[Entries taken from a collection]
------------------------------
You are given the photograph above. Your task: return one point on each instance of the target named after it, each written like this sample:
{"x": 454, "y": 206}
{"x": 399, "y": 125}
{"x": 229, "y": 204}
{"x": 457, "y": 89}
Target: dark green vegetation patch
------------------------------
▸ **DESCRIPTION OF THE TASK**:
Rewrite every row, changing "dark green" to "deep green" and leaving everything else the same.

▸ **ANSWER TO THIS TASK**:
You are given the photograph above. Your task: return one point on each instance of the target named after it, each written like this sample:
{"x": 454, "y": 206}
{"x": 399, "y": 125}
{"x": 229, "y": 204}
{"x": 457, "y": 89}
Target: deep green vegetation patch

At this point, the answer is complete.